GOAL OF THE EXERCISE :: Each entry below must come back exactly as written, without its pictures.

DATA PROVIDED ::
------------------------------------

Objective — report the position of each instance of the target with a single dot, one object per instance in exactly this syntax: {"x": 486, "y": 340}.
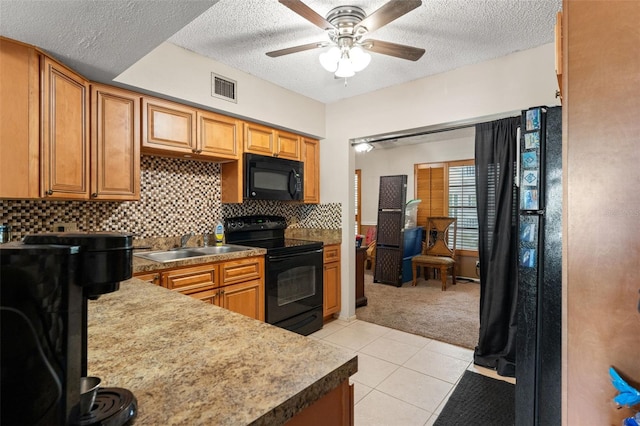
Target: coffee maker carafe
{"x": 45, "y": 283}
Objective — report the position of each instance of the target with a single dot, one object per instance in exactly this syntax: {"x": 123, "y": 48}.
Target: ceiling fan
{"x": 347, "y": 28}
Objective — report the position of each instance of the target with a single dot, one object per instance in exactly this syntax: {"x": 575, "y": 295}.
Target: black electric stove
{"x": 293, "y": 271}
{"x": 265, "y": 232}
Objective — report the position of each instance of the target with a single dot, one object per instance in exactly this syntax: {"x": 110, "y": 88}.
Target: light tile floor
{"x": 402, "y": 379}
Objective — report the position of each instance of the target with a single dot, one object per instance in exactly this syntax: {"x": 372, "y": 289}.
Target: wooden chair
{"x": 436, "y": 252}
{"x": 370, "y": 241}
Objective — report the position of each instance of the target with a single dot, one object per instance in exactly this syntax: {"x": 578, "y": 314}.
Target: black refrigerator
{"x": 538, "y": 342}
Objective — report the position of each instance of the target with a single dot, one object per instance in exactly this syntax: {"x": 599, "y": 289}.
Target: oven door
{"x": 293, "y": 284}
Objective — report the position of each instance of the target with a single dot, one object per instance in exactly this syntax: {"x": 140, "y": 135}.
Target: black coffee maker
{"x": 45, "y": 283}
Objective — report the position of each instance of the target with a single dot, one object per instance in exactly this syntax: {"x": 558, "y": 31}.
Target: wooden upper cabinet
{"x": 65, "y": 133}
{"x": 558, "y": 55}
{"x": 19, "y": 120}
{"x": 115, "y": 144}
{"x": 218, "y": 135}
{"x": 288, "y": 145}
{"x": 311, "y": 158}
{"x": 168, "y": 127}
{"x": 173, "y": 129}
{"x": 263, "y": 140}
{"x": 259, "y": 139}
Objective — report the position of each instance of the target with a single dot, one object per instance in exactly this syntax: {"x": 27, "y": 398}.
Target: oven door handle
{"x": 281, "y": 257}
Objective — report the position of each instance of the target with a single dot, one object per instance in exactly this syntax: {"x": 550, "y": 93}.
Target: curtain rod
{"x": 436, "y": 128}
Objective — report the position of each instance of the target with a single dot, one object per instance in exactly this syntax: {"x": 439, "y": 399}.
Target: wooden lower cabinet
{"x": 335, "y": 408}
{"x": 244, "y": 298}
{"x": 331, "y": 279}
{"x": 236, "y": 285}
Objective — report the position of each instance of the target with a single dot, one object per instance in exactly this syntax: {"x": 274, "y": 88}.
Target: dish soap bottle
{"x": 219, "y": 233}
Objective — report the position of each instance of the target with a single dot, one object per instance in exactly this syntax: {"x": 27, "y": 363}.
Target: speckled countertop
{"x": 140, "y": 265}
{"x": 144, "y": 265}
{"x": 188, "y": 362}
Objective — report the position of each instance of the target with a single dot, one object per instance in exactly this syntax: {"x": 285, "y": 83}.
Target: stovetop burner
{"x": 113, "y": 407}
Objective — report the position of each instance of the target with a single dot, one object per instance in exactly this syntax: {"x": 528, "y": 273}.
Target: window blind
{"x": 463, "y": 205}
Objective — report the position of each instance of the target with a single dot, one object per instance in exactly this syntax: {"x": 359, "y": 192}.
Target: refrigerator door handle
{"x": 518, "y": 157}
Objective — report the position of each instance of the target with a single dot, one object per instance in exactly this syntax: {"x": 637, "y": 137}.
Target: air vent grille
{"x": 223, "y": 88}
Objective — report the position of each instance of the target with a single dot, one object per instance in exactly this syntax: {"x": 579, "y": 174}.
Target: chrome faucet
{"x": 185, "y": 238}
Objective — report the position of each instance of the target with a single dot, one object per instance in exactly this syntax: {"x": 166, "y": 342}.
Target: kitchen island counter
{"x": 188, "y": 362}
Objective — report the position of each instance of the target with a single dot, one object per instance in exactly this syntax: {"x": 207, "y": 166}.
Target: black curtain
{"x": 497, "y": 246}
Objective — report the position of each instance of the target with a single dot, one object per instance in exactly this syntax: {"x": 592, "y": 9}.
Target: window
{"x": 462, "y": 203}
{"x": 449, "y": 189}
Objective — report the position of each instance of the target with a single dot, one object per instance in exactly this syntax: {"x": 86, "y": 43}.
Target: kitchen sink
{"x": 189, "y": 252}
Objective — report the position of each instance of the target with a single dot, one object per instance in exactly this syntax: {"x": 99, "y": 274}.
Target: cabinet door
{"x": 237, "y": 271}
{"x": 115, "y": 144}
{"x": 65, "y": 133}
{"x": 191, "y": 280}
{"x": 168, "y": 127}
{"x": 332, "y": 288}
{"x": 288, "y": 146}
{"x": 218, "y": 135}
{"x": 311, "y": 158}
{"x": 244, "y": 298}
{"x": 259, "y": 139}
{"x": 19, "y": 121}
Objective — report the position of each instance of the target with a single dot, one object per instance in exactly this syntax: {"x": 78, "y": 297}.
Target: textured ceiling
{"x": 101, "y": 38}
{"x": 97, "y": 38}
{"x": 454, "y": 33}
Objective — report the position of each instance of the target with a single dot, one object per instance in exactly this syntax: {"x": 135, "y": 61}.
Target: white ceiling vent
{"x": 223, "y": 88}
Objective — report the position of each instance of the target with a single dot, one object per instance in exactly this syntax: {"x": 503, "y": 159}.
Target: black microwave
{"x": 272, "y": 178}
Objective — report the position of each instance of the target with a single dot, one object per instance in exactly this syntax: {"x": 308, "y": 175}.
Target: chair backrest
{"x": 438, "y": 231}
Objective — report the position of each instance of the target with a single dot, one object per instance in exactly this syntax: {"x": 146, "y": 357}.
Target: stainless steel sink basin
{"x": 189, "y": 252}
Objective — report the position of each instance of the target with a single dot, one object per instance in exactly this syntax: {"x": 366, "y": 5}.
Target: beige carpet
{"x": 450, "y": 316}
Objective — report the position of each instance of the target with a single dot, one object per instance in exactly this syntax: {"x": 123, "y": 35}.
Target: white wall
{"x": 510, "y": 83}
{"x": 179, "y": 73}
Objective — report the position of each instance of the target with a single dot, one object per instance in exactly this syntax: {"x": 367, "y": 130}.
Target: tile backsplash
{"x": 177, "y": 196}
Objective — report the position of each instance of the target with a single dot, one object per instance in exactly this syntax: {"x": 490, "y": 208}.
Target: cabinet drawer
{"x": 151, "y": 277}
{"x": 189, "y": 280}
{"x": 242, "y": 270}
{"x": 332, "y": 253}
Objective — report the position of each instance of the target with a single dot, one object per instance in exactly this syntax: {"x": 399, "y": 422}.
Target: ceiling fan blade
{"x": 301, "y": 48}
{"x": 307, "y": 13}
{"x": 387, "y": 13}
{"x": 393, "y": 49}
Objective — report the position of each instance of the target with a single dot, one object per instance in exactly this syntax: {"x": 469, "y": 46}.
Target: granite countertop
{"x": 144, "y": 265}
{"x": 188, "y": 362}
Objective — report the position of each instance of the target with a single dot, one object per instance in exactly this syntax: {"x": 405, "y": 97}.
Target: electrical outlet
{"x": 64, "y": 227}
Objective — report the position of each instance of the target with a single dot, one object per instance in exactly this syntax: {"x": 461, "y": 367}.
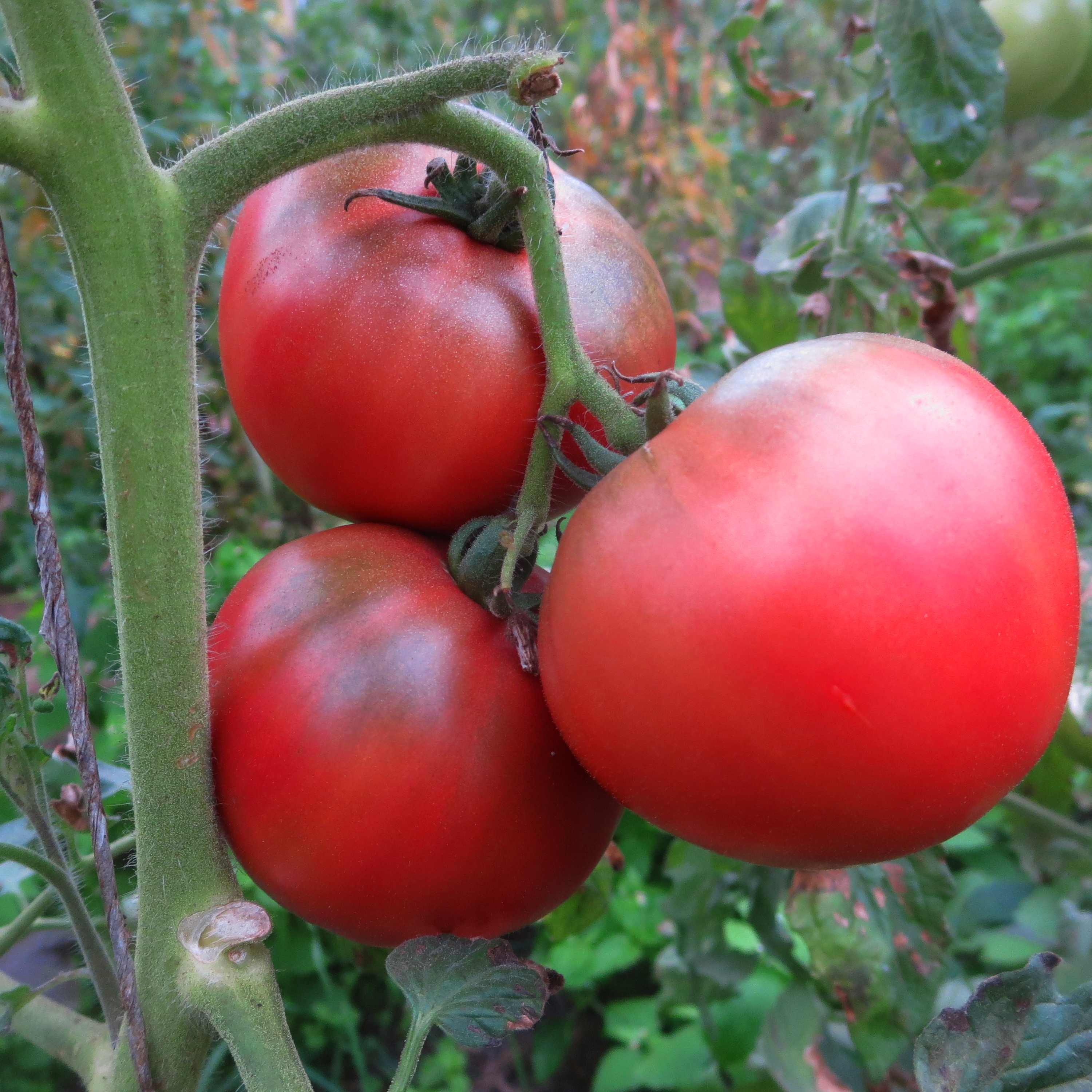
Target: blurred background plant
{"x": 684, "y": 970}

------------------------------------

ANSWER BOX ::
Objective — report the position of each instance of the target with a single dot, one object per instance in exactly this syntax: {"x": 486, "y": 340}.
Target: coffee maker carafe
{"x": 45, "y": 283}
Objective — report the position of each instance of the target with a single dot, one object per instance in exactly this syntax: {"x": 123, "y": 48}.
Target: ceiling fan
{"x": 347, "y": 28}
Objective — report the position of each instance of the target with a single dot, one object per instance in exactly this syntax: {"x": 575, "y": 295}.
Target: black electric stove
{"x": 293, "y": 271}
{"x": 265, "y": 232}
Objective — report the position of each instance of the target with a single dot, one object per instance in exactly this syntax: {"x": 110, "y": 88}.
Target: light tile floor
{"x": 402, "y": 379}
Objective — report the position of each instance of the target with a single dot, one object per instance in exactly this syntax: {"x": 372, "y": 289}.
Target: wooden chair
{"x": 436, "y": 252}
{"x": 370, "y": 241}
Objective — report the position of each instance of the target with a single dot, one object per instance in exactly this syntax: {"x": 578, "y": 314}.
Target: black refrigerator
{"x": 538, "y": 342}
Objective — report the position of each instance of the target with a single dot, one object per instance in exactly this syntax: {"x": 599, "y": 289}.
Target: oven door
{"x": 293, "y": 284}
Objective — report the position of each instance of the target with a single dot, one object per instance in exactly this syntax: {"x": 140, "y": 135}.
Target: black coffee maker
{"x": 45, "y": 283}
Objective — report the position of each instance of the target with a single dot, one object per instance in exactly this syntax: {"x": 558, "y": 31}.
Target: wooden upper cabinet
{"x": 65, "y": 133}
{"x": 558, "y": 55}
{"x": 19, "y": 120}
{"x": 115, "y": 144}
{"x": 218, "y": 135}
{"x": 288, "y": 145}
{"x": 311, "y": 158}
{"x": 168, "y": 127}
{"x": 173, "y": 129}
{"x": 263, "y": 140}
{"x": 259, "y": 139}
Objective — report the position of each instance of the target with a single dot, one object per instance in exactly this syntax: {"x": 27, "y": 398}.
Target: oven door handle
{"x": 281, "y": 257}
Objective — report the position of each instance of the target with a single dot, one object per instance in exactly this syntax: {"x": 550, "y": 93}.
Target: curtain rod
{"x": 436, "y": 128}
Objective — report the position of each instance of the target with a single dot, one object per instance in exactly this syntax: {"x": 439, "y": 399}.
Target: wooden lower cabinet
{"x": 335, "y": 408}
{"x": 244, "y": 298}
{"x": 331, "y": 279}
{"x": 236, "y": 285}
Objective — report the position of each instance of the target with a single dot, one object per instance in exactly this syntax: {"x": 274, "y": 88}.
Target: dish soap bottle
{"x": 219, "y": 233}
Objective — report the position of each instance of the target with a single dot, one object per instance in exactly this syntax: {"x": 27, "y": 363}.
Target: speckled countertop
{"x": 140, "y": 265}
{"x": 144, "y": 265}
{"x": 188, "y": 362}
Objective — report the position of each instance of the target with a single dot, one object per instance in exactly this syntax: {"x": 285, "y": 83}.
Target: stovetop burner
{"x": 113, "y": 407}
Objective — report the position of each instance of the target with a single dot, one object per instance in exactly this syntax: {"x": 528, "y": 273}.
Target: window blind
{"x": 463, "y": 205}
Objective — report the position of each instance of the target with a single dot, one object per instance in exactly this syntax: {"x": 359, "y": 192}.
Target: refrigerator door handle
{"x": 518, "y": 157}
Objective — report the position of each instance of the target with a single dot, one object per instance in exactly this syntax: {"x": 637, "y": 137}.
Target: air vent grille
{"x": 223, "y": 88}
Objective — report the position of each instance of the target with a single dot, one object per instance in exactly this syntax: {"x": 579, "y": 174}.
Target: chrome faucet
{"x": 185, "y": 238}
Objective — report the position of each instance of the target with a single dot, one object per instance in exactly this syntax: {"x": 166, "y": 342}.
Target: kitchen island counter
{"x": 188, "y": 362}
Objective — report the position of each instance of the target with a single dot, one object per instance in exactly this syntax: {"x": 207, "y": 166}.
Target: black curtain
{"x": 497, "y": 246}
Objective — report the position of each instance of the target with a single dot, one object per instance in exactly this syntax: {"x": 592, "y": 9}.
Target: window
{"x": 462, "y": 203}
{"x": 449, "y": 189}
Objective — report the position of each instance of the target with a single dot, one object per instance in exactly this syntax: {"x": 86, "y": 43}.
Target: kitchen sink
{"x": 189, "y": 252}
Objective — report the position of each instance of the target with a single dot, one object per instance in exactly this syntax: {"x": 99, "y": 274}.
Target: cabinet door
{"x": 237, "y": 271}
{"x": 115, "y": 144}
{"x": 65, "y": 133}
{"x": 191, "y": 280}
{"x": 168, "y": 127}
{"x": 332, "y": 288}
{"x": 288, "y": 146}
{"x": 218, "y": 135}
{"x": 311, "y": 158}
{"x": 244, "y": 298}
{"x": 259, "y": 139}
{"x": 19, "y": 121}
Objective — report the position of each instance of the target with a single dot, one object per instance in exactly this syntax: {"x": 78, "y": 297}.
Target: textured ceiling
{"x": 101, "y": 38}
{"x": 97, "y": 38}
{"x": 454, "y": 33}
Objective — report the position of each instance of the target with a single dot, one object per instance in exactly this syntax: {"x": 135, "y": 61}.
Target: white ceiling vent
{"x": 223, "y": 88}
Objective — report the position of each instance of the target with a single dot, one object per instance in exactly this syntax: {"x": 503, "y": 159}.
Target: black microwave
{"x": 272, "y": 178}
Objective — report the position of each instance of the target with a single dot, one object per instance in exactly this syntax: {"x": 308, "y": 175}.
Target: chair backrest
{"x": 438, "y": 231}
Objective — report the position of each instance of the target with a single dot, one object per instance in exactly this syntax: {"x": 146, "y": 357}.
Target: stainless steel sink basin
{"x": 189, "y": 252}
Objective — report the position of each instance of the target with a single dot, one object per instance in exactly this syntax: {"x": 366, "y": 5}.
Target: beige carpet
{"x": 450, "y": 316}
Objective — report the position of each instance of the target with a single dot, one object per instance in exactly this syntax: {"x": 123, "y": 35}.
Target: white wall
{"x": 510, "y": 83}
{"x": 179, "y": 73}
Objective — report the position of each instance of the target with a single dot, one object per instance in exactly this syntax: {"x": 367, "y": 130}.
Target: tile backsplash
{"x": 177, "y": 196}
Objective — report the position of each instance of the target with a single dot, one object per instance in exactly this syntax: {"x": 490, "y": 208}.
Target: cabinet drawer
{"x": 151, "y": 277}
{"x": 189, "y": 280}
{"x": 242, "y": 270}
{"x": 332, "y": 253}
Objective — report the position of each instance of the target with a single dot, one object per instance in exactly this syntax: {"x": 399, "y": 422}.
Target: ceiling fan blade
{"x": 301, "y": 48}
{"x": 307, "y": 13}
{"x": 387, "y": 13}
{"x": 393, "y": 49}
Objective — report the position of each instance of the target with a single dot, one object per instance in exactly this syntax: {"x": 469, "y": 46}.
Target: granite countertop
{"x": 144, "y": 265}
{"x": 188, "y": 362}
Objective — report the position of each instance of the target with a single dot, one object per instance in exactly this syntax: {"x": 405, "y": 97}.
Target: electrical outlet
{"x": 64, "y": 227}
Objective — report the position of each instance of the target with a single dot, one object per instance in exactly this syntax: {"x": 461, "y": 367}.
Target: blurred background plant
{"x": 684, "y": 970}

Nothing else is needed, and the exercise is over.